Aufgabe 1 –
Ermitteln Sie unter den Zeilen unten jede, die das Wort „area“ enthält, und geben Sie diese Zeilen wörtlich wieder.

Textauszug –
########################################

Philipp Jacks (in Ellwangen)



- Es gilt das gesprochene Wort -



Liebe Friedensbewegte,
liebe Gefährtinnen und Gefährten,

mein heutiges Thema ist die Rüstungspolitik der Europäischen Union. Zu diesem Thema ist gerade letzte Woche eine Studie der Informationsstelle Militarisierung IMI erschienen, die ich für diese Rede verwendet habe. Sie kann auf deren Internet-Seite kostenlos heruntergeladen und auch kostenlos bestellt werden.

Viele sehen die Europäische Union als ein fortschrittliches, zivilgesellschaftliches Projekt - und von der Idee her könnte sie das ja auch sein.

########################################

Aufgabe 2 –
Beantworten Sie anhand der Rede oben die folgenden Fragen knapp:
(a) Welches Thema behandelt der Redner?
(b) Welche Einrichtung hat die Studie veröffentlicht, die für die Rede verwendet wurde?
(c) Als was sehen viele die Europäische Union?

########################################

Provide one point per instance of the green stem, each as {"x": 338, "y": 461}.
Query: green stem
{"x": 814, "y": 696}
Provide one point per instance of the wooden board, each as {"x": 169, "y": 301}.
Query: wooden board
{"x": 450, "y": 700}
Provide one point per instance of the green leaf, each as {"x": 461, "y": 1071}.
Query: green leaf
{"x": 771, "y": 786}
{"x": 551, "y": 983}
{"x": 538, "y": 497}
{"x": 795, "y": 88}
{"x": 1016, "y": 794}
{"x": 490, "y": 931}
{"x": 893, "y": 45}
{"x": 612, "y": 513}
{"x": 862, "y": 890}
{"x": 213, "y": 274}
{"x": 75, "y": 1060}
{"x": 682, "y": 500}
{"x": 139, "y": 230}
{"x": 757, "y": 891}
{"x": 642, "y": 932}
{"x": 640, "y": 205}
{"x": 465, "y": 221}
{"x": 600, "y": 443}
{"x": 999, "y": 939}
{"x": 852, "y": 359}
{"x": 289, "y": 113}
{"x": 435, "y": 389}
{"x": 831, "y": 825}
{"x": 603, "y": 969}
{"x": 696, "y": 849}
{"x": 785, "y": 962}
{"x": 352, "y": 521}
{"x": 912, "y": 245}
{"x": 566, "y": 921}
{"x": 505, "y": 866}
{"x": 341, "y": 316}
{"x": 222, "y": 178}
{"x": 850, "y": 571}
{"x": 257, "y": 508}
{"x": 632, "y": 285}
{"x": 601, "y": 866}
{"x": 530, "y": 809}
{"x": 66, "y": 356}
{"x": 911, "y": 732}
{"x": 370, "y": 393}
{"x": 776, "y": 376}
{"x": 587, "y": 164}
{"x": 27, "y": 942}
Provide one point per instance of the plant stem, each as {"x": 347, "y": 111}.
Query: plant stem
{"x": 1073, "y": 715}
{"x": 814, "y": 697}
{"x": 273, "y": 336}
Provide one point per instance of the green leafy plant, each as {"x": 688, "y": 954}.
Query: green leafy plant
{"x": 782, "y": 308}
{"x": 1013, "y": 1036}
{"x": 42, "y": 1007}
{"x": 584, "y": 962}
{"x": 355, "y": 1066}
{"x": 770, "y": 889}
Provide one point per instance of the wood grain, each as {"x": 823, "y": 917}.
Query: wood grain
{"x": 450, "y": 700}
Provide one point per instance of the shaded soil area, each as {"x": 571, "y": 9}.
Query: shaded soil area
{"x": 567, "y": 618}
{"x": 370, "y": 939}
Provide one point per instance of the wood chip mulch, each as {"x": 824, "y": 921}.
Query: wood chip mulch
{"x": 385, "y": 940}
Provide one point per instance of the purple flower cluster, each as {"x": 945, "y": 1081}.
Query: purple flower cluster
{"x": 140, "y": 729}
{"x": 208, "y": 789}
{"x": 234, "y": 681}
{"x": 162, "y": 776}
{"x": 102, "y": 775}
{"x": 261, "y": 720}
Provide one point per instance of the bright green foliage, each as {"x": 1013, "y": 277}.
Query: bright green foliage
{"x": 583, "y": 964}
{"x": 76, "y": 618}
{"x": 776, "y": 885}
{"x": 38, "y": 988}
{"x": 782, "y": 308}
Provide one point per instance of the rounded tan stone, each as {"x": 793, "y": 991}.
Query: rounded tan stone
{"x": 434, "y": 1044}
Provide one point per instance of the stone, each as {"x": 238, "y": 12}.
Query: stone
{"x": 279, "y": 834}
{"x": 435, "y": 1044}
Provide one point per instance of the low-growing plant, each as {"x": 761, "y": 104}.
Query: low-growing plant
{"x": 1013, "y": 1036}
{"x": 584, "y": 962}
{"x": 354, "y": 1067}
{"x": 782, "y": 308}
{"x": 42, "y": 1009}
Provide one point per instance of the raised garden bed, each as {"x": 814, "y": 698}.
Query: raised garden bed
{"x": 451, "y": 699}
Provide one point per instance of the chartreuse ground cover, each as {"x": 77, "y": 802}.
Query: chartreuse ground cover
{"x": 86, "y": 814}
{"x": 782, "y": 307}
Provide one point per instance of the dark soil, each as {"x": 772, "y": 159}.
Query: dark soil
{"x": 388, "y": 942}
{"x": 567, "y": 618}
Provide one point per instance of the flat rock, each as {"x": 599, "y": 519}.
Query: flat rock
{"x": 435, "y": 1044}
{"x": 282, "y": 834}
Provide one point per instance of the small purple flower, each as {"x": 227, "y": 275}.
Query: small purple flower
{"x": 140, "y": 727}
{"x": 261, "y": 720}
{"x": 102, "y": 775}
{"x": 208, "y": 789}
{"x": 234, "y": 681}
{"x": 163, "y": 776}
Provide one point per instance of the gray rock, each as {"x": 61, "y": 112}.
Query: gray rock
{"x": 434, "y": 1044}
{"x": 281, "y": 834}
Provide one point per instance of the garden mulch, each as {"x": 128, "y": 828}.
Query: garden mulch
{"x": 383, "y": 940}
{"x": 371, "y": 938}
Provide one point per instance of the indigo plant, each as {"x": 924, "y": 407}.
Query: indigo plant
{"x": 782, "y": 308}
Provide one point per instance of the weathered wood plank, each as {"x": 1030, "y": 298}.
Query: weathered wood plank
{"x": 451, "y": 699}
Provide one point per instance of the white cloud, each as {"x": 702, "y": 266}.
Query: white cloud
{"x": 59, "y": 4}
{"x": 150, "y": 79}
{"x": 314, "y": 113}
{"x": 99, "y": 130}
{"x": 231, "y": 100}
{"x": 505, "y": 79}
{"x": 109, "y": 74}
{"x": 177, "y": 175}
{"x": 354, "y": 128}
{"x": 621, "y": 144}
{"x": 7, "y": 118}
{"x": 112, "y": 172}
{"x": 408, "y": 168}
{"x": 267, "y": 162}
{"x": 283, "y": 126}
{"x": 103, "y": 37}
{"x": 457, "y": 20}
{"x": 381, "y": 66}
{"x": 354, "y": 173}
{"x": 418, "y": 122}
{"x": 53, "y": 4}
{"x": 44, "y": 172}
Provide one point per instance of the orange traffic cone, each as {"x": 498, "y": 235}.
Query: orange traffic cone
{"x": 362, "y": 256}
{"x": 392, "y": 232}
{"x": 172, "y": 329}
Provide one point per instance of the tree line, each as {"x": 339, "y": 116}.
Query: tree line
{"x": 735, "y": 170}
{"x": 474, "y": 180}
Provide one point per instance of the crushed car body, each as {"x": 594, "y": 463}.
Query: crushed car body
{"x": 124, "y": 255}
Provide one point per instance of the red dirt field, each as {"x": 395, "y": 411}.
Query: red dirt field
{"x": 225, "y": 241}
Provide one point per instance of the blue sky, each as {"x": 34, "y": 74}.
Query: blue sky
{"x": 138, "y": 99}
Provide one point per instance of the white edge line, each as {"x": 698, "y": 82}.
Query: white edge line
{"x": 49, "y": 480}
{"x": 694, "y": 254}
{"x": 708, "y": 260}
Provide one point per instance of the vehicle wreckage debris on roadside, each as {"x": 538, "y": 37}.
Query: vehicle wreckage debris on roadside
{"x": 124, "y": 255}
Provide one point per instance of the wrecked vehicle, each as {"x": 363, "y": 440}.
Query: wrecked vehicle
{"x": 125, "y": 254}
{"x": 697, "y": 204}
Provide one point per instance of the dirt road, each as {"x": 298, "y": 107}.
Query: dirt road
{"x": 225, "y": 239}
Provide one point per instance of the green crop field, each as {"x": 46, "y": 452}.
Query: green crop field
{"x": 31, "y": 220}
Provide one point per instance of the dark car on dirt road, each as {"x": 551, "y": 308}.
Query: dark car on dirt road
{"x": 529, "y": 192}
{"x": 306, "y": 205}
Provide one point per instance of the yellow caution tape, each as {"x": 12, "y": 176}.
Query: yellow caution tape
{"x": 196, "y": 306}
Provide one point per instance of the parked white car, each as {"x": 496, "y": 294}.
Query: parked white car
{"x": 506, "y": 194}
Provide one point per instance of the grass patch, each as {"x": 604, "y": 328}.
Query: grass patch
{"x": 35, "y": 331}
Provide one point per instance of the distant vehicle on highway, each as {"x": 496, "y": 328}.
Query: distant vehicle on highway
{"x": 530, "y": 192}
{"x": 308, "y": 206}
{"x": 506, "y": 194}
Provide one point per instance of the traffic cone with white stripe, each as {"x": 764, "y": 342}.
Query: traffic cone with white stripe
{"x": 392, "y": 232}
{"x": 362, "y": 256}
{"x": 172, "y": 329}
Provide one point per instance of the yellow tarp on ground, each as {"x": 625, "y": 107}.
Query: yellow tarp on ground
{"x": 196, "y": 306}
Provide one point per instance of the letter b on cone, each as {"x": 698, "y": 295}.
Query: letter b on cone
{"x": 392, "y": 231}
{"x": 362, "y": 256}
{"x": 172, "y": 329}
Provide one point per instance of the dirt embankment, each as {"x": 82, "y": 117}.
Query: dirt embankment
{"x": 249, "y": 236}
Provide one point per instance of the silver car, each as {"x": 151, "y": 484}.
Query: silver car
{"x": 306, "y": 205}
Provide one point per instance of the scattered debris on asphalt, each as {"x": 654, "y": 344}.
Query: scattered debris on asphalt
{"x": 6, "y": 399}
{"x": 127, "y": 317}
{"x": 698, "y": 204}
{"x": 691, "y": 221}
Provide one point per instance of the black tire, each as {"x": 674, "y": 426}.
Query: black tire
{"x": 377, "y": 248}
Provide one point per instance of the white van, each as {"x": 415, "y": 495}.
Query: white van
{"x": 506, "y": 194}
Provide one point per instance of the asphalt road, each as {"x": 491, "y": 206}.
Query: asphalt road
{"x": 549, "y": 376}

########################################

Richtige Antwort 1 –
Provide one point per instance of the shaded soil area, each as {"x": 571, "y": 9}.
Query: shaded soil area

Richtige Antwort 2 –
(a) Die Rüstungspolitik der Europäischen Union.
(b) Die Informationsstelle Militarisierung IMI.
(c) Als ein fortschrittliches, zivilgesellschaftliches Projekt.